_Selected excerpt_.
──────────────────────────────
Saturday, January 30, 2010

A time to dance

I was feeling sluggish and missing our daily walk, but it was frigid here today, far to cold and windy to go out. So I cranked the music, a little Rani Arbo, a little Squirrel Nut Zippers, and we danced. I danced for Kathleen and she watched and laughed, and then I scooped her up and zipped her all over the room. Brian heard the Squirrel Nuts and came down and danced with us for a song too.

Joy and laughter and delight
twirling
twirling
twirling
twirling around with Kathleen in my arms.

Mid-twirl, the memory caught me for a moment, made me miss a step.
The memory of
twirling
twirling slowly
with Henry in my arms.
Twirling to show that I can,
that there is nothing attached to him
no lines to trip on or step over.

All that in an instant. I pushed it away, wanting to stay in the vortex of pure joy of dancing with my giggly, grinning girl. So fun, so silly, so alive.

But tonight that image came back to me, the image of me with Henry, not in our living room, but in a hospital room eight floors up, overlooking busy city streets, sun streaming in the windows. There was no music, unless my excitement was audible.

Tonight the memory of twirling with my boy made me smile. It was the first time I was able to dance with him, the first time we were untethered, free to move, to go, to twirl.

Another day, I might lament that we will never dance together again, never twirl until we fall down dizzy and laughing, but not tonight.

Tonight it is simply enough that we got to dance.
──────────────────────────────
_Recorded information_.

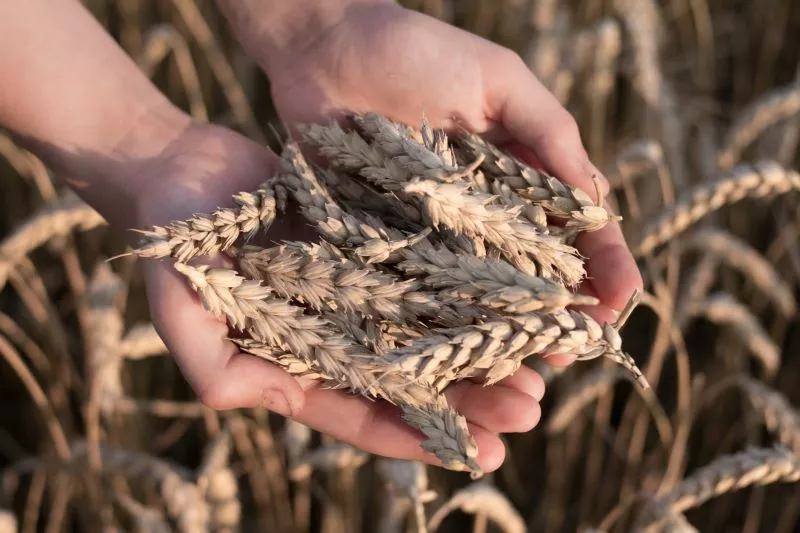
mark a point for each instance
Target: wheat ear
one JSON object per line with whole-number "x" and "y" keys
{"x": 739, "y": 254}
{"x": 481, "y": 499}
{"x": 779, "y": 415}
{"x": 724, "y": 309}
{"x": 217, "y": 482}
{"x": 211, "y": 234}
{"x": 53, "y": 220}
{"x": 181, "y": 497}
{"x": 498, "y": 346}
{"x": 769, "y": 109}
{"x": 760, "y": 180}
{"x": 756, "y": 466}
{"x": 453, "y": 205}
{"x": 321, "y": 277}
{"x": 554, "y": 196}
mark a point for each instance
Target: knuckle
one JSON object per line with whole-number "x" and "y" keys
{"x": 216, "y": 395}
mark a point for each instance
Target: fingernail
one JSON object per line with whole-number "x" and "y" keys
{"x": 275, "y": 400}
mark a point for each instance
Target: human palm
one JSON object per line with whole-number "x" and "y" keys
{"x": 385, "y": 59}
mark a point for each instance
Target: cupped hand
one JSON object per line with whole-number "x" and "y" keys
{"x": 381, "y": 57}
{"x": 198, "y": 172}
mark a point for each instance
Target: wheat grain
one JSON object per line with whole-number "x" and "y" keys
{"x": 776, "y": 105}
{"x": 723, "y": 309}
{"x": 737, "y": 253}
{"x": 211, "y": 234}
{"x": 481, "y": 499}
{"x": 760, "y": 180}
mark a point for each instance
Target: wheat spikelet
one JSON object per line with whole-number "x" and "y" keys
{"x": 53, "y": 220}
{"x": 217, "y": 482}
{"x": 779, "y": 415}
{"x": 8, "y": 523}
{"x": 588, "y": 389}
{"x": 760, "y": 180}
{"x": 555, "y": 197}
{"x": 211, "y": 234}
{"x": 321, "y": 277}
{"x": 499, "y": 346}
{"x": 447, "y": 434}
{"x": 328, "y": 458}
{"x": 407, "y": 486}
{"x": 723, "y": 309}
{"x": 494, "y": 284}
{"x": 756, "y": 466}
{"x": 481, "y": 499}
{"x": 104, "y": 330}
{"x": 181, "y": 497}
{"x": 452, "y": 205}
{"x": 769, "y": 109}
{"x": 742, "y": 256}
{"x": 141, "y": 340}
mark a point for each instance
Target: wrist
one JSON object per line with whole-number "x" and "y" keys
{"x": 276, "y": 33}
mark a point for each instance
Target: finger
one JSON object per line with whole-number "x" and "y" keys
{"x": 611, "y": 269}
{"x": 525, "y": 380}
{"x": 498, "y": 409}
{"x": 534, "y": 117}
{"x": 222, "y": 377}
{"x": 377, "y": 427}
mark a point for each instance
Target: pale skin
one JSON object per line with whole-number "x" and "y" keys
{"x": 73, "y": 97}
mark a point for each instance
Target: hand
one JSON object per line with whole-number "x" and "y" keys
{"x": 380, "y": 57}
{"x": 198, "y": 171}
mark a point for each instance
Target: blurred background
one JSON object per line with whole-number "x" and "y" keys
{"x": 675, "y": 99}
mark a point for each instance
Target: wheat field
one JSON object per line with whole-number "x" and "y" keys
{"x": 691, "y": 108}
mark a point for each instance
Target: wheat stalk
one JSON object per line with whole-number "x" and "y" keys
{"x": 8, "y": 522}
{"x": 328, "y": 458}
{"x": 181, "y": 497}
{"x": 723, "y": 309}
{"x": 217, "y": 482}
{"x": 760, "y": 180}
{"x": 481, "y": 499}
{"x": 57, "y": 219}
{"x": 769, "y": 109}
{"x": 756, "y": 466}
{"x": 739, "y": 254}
──────────────────────────────
_Directions_.
- 1) In the blog post, how many floors up was the hospital room where the writer twirled with Henry?
- 2) List every detail the blog post gives about the hospital room where the writer first danced with Henry.

_Answers provided_.
- 1) Eight floors up.

- 2)
- It was eight floors up.
- It overlooked busy city streets.
- Sun was streaming in the windows.
- There was no music.